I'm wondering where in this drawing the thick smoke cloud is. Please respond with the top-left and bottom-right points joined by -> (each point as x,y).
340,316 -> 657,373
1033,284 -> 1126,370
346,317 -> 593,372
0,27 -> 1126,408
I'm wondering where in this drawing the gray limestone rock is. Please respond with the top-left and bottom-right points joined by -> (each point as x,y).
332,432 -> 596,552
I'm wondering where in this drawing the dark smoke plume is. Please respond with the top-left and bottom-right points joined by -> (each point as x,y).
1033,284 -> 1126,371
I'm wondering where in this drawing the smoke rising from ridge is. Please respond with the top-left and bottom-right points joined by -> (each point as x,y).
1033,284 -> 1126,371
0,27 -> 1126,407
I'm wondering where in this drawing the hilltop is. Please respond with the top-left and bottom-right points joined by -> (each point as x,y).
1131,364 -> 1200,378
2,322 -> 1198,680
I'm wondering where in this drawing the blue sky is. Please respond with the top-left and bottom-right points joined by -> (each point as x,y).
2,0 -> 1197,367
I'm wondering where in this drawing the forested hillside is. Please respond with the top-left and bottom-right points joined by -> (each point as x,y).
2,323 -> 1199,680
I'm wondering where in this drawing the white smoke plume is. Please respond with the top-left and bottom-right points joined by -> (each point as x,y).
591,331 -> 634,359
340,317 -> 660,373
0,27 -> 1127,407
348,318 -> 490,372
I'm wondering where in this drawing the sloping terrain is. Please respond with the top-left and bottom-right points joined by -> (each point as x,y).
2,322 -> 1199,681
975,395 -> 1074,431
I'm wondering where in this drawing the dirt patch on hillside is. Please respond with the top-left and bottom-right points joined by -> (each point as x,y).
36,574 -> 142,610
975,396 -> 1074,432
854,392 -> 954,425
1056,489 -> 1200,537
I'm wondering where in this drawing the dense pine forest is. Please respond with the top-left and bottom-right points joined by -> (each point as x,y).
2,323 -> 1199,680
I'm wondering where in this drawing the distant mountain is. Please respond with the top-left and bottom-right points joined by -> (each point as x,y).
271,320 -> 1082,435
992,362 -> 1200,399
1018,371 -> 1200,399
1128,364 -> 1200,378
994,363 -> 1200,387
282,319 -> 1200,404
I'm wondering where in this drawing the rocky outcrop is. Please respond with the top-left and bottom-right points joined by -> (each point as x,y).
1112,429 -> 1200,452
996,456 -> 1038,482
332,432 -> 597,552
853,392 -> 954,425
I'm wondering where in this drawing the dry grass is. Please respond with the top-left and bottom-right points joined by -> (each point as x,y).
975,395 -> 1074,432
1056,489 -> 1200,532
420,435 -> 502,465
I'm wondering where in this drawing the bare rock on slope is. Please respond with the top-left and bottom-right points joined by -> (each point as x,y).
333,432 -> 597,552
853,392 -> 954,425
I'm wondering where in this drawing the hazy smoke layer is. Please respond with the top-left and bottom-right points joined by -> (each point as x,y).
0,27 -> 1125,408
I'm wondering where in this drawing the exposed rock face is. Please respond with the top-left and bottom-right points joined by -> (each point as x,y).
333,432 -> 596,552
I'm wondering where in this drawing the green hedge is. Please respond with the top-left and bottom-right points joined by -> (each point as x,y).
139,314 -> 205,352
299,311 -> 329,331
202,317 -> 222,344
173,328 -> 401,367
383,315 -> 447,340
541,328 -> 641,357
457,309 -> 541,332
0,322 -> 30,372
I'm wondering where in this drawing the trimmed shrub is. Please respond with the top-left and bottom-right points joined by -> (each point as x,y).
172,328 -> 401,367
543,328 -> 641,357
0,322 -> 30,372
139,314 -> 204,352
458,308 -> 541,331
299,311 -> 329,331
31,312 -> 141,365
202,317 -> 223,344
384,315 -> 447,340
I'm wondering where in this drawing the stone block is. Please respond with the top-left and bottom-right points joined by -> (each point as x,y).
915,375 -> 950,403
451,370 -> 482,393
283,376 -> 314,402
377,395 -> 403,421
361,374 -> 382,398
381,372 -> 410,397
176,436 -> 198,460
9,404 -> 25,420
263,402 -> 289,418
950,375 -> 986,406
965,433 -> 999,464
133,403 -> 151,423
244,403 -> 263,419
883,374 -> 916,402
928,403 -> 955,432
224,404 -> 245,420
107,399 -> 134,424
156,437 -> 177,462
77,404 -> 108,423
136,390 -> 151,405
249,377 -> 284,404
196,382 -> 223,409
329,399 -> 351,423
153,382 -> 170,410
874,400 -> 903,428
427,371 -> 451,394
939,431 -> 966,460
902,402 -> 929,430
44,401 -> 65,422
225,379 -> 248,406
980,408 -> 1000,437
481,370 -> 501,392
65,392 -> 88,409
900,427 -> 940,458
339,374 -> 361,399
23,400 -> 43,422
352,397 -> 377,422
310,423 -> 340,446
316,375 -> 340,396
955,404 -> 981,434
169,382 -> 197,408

__TASK DETAILS__:
All of the data above must be set down again exactly.

__TASK RESULT__:
I'm wondering where in this drawing the thick smoke cloud is. Please respond with the top-left and bottom-right points joined by -> (each point as x,y).
340,316 -> 657,373
1033,284 -> 1126,370
346,317 -> 593,372
0,27 -> 1126,408
I'm wondering where in this drawing the gray limestone rock is. Please respond with the top-left and bottom-right points joined by -> (each point as x,y).
332,432 -> 596,552
I'm wondering where in this drawing the dark smoke plume is. Please respond with the top-left and bottom-right points joined by -> (each point as x,y).
1033,284 -> 1126,371
I'm wondering where in this drawing the smoke rising from ridge is. Please respond with the top-left and bottom-right points joined by -> (each point as x,y).
1033,284 -> 1126,371
0,27 -> 1126,407
I'm wondering where in this drawing the hilltop is. Please respond with the top-left and bottom-right points joined by -> (each point as x,y).
1131,364 -> 1200,378
2,322 -> 1198,680
I'm wondering where in this drawing the blue sky is. Please respond with the top-left and bottom-right points joined by -> (each point as x,y).
2,0 -> 1197,367
I'm wondering where in this drawing the forested hillside is. Please respond with the top-left and bottom-right points joined by -> (each point as x,y).
2,323 -> 1199,680
I'm wondering where in this drawing the white smoke plume is. Please respond with the top-left and bottom-right points joined by -> (each point as x,y).
591,331 -> 634,359
340,317 -> 660,373
0,27 -> 1127,407
348,318 -> 490,372
I'm wondering where in this drawing the sloping terrain is. Please respond with the top-left and bottom-right points joined by -> (each point as x,y).
2,322 -> 1199,681
975,395 -> 1074,431
I'm wondering where in this drawing the dirt patch on hillside is. Please respond with the top-left and bottom-right points joined by -> (each point as x,y).
36,574 -> 142,610
975,396 -> 1074,432
854,392 -> 954,425
1056,489 -> 1200,537
I'm wondering where in this drawing the dense pine forest is. Please respond with the top-left and bottom-right points joined by -> (each point as x,y).
2,323 -> 1199,680
I'm wondering where in this drawing the distant mountain is. Please respond with the top-left and bottom-right points joined by -> (each point as x,y).
271,320 -> 1082,435
992,362 -> 1200,399
1018,371 -> 1200,399
1128,364 -> 1200,378
994,363 -> 1200,387
282,319 -> 1200,404
I'm wondering where in this drawing the rocky outcrop is. Please respond with the top-left and bottom-right points joined by -> (each point as x,y).
1112,429 -> 1200,452
996,456 -> 1038,482
332,432 -> 597,552
853,392 -> 954,425
I'm wondering where in this drawing the dry grass is. Please respond with the top-left and bottom-right points joined by -> (each point as x,y).
975,395 -> 1074,432
1056,489 -> 1200,532
420,435 -> 502,465
I'm wondering where in this drawing the bare rock on slope is. Please respond with the top-left and bottom-right points joined by -> (each point as x,y).
333,432 -> 597,552
853,392 -> 954,425
I'm wondering where in this drawing the hazy smoke layer is. Please respond with the top-left and bottom-right points joined by -> (each point as x,y).
0,27 -> 1125,408
I'm wondering where in this drawing the exposed rock face is. Please respond with the top-left and bottom-right points joined by -> (each point as x,y).
333,432 -> 596,552
I'm wondering where in this drawing the green hedge is. Please respond with the top-left and bottom-right points joined by -> (each point as x,y).
139,314 -> 205,352
299,311 -> 329,331
202,317 -> 222,344
173,328 -> 401,367
383,315 -> 447,340
541,328 -> 641,357
457,309 -> 541,332
0,322 -> 30,372
I'm wondering where in this drawing the trimmed shrub is. Please respond with the top-left and bottom-right points joined by -> (each point as x,y).
172,328 -> 401,367
543,328 -> 641,357
0,322 -> 30,372
139,314 -> 204,352
458,308 -> 541,331
299,311 -> 329,331
31,312 -> 141,365
202,317 -> 223,344
384,315 -> 447,340
I'm wondering where in this drawing the stone block is. Please respond with the top-left and bottom-right points joined by -> (each point as x,y).
915,375 -> 950,403
451,370 -> 482,393
283,376 -> 314,402
377,395 -> 403,421
361,374 -> 382,398
381,372 -> 410,397
176,436 -> 198,460
9,404 -> 25,420
263,402 -> 289,418
950,375 -> 986,406
965,433 -> 999,464
133,403 -> 151,423
244,403 -> 263,419
883,374 -> 916,402
928,403 -> 955,432
224,404 -> 245,420
107,399 -> 134,424
156,437 -> 177,462
77,404 -> 108,423
136,390 -> 151,405
249,377 -> 284,404
196,382 -> 223,409
329,399 -> 351,423
153,382 -> 170,410
874,400 -> 903,428
427,371 -> 451,394
939,431 -> 966,460
902,402 -> 929,430
44,401 -> 65,422
225,379 -> 248,406
980,408 -> 1000,437
481,370 -> 501,392
65,392 -> 88,409
900,427 -> 940,458
339,374 -> 361,399
23,400 -> 43,422
352,397 -> 377,422
310,423 -> 340,446
316,375 -> 340,396
955,404 -> 981,434
169,382 -> 197,408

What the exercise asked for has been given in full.